***** Exercise material *****

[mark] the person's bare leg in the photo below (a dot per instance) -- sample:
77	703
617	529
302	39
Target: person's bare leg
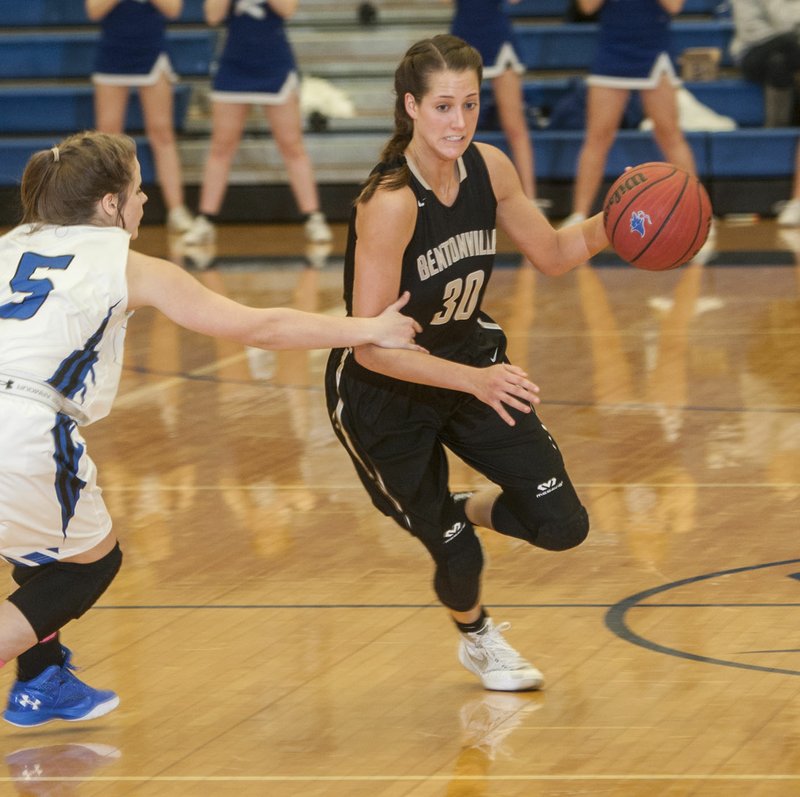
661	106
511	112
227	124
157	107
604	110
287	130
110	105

*****
***** Exercise material *****

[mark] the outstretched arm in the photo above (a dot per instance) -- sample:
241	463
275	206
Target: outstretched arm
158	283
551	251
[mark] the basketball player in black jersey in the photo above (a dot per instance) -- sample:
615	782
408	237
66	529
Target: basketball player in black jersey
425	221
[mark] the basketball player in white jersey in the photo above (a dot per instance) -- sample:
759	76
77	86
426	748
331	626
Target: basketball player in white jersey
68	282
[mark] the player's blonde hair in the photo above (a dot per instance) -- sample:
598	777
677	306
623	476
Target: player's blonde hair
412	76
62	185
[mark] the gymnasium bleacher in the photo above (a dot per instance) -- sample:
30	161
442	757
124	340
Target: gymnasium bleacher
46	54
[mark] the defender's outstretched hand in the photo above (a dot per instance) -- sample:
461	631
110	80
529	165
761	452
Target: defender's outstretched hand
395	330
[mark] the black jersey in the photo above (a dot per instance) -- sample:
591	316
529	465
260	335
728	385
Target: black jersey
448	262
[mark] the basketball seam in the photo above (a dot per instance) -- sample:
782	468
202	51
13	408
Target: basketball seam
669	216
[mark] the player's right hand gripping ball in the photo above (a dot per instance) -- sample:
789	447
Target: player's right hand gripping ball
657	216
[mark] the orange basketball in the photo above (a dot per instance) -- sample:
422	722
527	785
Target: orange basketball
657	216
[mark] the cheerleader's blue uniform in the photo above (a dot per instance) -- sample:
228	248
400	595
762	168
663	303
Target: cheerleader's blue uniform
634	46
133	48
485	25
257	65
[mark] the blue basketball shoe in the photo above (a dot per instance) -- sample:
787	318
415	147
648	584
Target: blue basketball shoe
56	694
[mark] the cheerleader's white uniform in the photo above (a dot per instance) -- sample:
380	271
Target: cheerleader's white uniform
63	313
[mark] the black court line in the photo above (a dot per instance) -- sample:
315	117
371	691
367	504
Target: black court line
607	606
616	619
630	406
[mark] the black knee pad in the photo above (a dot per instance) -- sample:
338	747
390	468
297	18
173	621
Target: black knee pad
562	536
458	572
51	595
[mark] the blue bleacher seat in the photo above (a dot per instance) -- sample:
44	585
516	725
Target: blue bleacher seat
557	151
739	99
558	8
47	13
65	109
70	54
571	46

*****
***** Exercise material *****

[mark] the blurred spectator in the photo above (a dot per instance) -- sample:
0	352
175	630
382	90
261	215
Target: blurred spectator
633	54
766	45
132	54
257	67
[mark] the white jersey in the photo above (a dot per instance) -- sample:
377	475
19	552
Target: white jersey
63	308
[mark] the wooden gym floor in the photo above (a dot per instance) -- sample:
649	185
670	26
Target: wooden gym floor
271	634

*****

Show every line of the material above that contains the word "wooden", matching case exactly.

■ **Result of this exercise**:
[mark] the wooden gym floor in the photo above (a dot per instance) -- sample:
Target: wooden gym floor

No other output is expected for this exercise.